- [Saved entries]:
-------

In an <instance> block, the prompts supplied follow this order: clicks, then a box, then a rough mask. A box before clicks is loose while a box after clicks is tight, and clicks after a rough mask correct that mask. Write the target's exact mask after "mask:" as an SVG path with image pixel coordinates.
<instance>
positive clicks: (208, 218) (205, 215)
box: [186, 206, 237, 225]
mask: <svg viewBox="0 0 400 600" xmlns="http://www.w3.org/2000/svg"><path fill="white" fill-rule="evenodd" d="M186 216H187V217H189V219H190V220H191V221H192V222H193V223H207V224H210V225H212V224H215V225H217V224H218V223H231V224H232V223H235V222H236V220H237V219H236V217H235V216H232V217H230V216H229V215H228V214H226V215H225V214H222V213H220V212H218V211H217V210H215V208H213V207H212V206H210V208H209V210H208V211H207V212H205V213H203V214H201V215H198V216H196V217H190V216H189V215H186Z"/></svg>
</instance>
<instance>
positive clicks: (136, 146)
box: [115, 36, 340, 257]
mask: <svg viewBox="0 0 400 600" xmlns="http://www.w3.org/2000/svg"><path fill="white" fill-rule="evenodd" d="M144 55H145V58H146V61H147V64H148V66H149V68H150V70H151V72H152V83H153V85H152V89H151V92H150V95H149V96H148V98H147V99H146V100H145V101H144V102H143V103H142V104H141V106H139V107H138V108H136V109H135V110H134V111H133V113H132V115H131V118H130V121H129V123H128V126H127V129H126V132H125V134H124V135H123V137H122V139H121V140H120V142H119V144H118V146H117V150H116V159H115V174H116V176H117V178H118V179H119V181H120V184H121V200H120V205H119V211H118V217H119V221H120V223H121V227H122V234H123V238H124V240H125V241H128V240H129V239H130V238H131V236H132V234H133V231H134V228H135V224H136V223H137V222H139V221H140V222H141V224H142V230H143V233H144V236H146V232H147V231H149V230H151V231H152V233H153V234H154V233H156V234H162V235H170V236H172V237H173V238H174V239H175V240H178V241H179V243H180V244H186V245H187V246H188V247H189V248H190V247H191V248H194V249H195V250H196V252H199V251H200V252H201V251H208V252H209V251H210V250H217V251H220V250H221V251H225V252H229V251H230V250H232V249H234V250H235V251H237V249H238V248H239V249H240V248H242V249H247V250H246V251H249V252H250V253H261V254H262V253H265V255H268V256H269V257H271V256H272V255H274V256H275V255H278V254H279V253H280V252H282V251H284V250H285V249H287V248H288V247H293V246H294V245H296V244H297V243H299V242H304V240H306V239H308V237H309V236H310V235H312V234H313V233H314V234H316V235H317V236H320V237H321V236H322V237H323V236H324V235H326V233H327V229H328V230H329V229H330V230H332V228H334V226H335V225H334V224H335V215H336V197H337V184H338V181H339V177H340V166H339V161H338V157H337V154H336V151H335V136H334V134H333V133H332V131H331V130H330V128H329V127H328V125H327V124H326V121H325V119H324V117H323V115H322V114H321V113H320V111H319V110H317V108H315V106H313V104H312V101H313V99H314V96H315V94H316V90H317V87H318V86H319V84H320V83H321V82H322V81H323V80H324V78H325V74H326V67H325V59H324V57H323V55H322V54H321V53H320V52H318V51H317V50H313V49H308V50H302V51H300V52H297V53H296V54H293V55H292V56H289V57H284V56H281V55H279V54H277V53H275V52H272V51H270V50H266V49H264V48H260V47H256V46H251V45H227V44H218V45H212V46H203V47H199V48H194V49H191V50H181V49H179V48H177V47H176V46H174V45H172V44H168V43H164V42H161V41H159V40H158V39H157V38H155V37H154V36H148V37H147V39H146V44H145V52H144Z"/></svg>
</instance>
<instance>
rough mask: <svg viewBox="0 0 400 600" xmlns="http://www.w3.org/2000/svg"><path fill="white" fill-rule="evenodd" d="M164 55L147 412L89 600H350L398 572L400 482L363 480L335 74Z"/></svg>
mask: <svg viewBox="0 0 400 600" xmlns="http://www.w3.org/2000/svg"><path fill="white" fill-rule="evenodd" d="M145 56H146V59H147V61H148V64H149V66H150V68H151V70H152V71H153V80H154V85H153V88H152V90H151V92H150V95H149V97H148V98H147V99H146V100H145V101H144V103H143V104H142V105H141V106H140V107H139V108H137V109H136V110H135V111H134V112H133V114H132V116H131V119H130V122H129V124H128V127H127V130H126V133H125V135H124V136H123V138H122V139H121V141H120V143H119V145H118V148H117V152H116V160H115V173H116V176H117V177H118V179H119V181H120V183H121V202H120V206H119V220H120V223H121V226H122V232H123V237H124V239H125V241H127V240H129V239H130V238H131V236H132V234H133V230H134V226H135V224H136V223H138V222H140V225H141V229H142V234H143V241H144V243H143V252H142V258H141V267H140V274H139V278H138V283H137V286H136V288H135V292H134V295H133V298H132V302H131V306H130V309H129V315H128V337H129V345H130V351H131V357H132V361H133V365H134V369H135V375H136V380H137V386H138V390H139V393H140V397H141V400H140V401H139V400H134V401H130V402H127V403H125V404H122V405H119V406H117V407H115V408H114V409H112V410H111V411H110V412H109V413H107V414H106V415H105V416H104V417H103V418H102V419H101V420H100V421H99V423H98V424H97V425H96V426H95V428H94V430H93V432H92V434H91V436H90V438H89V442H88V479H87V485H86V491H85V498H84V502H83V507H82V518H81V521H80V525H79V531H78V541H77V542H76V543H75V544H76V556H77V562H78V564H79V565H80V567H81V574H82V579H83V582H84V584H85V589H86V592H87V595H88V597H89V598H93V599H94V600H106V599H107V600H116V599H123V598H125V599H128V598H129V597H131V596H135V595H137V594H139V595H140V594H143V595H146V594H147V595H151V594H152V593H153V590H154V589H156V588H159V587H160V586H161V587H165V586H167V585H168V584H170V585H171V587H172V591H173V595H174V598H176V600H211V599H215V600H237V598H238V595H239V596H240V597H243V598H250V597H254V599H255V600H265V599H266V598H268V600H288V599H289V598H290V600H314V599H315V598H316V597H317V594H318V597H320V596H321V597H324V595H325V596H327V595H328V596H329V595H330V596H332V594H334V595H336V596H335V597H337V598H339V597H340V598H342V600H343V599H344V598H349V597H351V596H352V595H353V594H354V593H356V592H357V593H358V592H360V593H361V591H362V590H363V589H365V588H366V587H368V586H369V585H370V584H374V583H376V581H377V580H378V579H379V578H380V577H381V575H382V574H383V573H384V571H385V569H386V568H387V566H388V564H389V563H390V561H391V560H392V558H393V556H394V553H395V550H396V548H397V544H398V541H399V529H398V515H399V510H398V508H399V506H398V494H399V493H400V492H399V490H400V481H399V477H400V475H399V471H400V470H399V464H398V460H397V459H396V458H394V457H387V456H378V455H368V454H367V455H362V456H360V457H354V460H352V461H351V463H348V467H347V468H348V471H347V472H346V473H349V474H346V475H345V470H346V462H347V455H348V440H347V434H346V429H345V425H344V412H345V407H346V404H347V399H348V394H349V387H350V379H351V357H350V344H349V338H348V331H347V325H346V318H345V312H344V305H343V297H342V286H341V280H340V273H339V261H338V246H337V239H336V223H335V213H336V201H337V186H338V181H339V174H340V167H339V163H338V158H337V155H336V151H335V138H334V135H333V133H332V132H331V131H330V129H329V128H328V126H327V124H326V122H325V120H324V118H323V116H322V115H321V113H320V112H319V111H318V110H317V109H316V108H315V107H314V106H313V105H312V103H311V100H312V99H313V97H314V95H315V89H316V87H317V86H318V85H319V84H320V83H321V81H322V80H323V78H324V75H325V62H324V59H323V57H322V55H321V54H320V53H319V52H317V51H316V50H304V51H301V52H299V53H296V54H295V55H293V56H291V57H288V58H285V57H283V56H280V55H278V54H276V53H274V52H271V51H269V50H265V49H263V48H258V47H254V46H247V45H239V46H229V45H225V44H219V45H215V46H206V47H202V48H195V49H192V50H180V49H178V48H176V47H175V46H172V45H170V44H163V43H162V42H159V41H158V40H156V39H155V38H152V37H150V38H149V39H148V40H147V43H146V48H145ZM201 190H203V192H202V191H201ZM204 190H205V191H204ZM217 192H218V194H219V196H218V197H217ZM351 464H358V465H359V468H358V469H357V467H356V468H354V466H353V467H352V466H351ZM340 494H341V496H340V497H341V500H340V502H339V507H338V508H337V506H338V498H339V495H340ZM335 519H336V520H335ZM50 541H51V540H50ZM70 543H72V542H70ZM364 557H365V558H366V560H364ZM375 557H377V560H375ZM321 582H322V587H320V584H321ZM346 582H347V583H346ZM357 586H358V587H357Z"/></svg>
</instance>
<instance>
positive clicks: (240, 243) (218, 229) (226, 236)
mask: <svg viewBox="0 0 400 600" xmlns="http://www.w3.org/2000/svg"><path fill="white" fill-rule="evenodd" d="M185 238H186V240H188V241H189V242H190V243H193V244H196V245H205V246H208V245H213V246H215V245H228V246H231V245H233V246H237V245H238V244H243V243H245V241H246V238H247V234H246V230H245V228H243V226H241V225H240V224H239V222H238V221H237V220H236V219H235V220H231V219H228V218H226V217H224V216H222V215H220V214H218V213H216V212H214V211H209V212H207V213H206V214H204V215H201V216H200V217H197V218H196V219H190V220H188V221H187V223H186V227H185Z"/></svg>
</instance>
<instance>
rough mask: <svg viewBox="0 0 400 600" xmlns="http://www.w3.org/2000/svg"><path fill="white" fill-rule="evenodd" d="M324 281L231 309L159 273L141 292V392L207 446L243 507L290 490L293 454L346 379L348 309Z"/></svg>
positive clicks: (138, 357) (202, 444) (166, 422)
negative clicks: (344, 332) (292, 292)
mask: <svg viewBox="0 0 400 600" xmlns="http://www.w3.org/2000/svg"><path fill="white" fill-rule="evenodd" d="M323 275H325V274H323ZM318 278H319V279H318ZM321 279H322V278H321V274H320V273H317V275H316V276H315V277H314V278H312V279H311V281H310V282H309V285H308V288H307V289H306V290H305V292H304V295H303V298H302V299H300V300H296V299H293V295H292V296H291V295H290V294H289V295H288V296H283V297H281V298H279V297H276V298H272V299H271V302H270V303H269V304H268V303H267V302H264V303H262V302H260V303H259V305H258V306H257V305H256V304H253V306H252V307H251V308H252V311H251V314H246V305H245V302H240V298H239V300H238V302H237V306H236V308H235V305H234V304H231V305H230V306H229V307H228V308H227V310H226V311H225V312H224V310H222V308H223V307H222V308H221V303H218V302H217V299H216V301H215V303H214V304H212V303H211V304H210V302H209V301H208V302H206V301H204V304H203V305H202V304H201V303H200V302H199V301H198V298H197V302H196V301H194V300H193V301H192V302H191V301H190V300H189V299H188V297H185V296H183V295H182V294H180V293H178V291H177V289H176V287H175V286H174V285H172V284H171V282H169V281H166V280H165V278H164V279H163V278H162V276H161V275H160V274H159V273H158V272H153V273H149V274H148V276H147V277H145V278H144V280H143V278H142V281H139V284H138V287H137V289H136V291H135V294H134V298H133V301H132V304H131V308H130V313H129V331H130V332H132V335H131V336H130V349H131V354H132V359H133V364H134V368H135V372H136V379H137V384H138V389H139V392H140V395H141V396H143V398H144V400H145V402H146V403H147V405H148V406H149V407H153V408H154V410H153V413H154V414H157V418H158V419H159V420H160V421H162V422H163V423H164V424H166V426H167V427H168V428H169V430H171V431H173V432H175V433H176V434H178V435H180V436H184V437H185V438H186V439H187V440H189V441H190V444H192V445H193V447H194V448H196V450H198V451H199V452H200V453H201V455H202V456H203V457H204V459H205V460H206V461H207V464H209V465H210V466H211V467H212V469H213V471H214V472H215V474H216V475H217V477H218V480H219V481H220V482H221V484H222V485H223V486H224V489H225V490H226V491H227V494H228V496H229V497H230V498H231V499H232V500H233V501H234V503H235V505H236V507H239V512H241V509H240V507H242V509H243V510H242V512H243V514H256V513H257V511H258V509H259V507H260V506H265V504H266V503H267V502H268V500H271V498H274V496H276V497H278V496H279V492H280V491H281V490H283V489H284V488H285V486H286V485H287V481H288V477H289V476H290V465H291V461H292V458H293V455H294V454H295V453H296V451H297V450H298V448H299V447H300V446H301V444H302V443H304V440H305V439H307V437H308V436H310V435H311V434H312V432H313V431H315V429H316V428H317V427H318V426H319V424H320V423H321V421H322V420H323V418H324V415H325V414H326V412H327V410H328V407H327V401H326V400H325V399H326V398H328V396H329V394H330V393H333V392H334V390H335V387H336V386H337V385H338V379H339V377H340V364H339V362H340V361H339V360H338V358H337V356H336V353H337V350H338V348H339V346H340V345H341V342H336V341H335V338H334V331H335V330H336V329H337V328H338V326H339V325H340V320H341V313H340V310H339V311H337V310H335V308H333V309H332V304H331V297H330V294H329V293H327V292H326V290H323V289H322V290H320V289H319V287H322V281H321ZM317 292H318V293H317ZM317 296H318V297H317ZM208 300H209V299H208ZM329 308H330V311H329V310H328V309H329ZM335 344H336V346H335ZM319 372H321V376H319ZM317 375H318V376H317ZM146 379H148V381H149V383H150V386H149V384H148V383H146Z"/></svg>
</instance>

-------

- [Work request]: Extract the lines running from the start of the records through the line that contains "box: [186, 206, 237, 225]", inclusive, and repeat them exactly.

- [Task result]:
In an <instance> block, the prompts supplied follow this order: clicks, then a box, then a rough mask. A box before clicks is loose while a box after clicks is tight, and clicks after a rough mask correct that mask. Write the target's exact mask after "mask:" as an SVG path with image pixel coordinates.
<instance>
positive clicks: (208, 218) (205, 215)
box: [186, 206, 237, 225]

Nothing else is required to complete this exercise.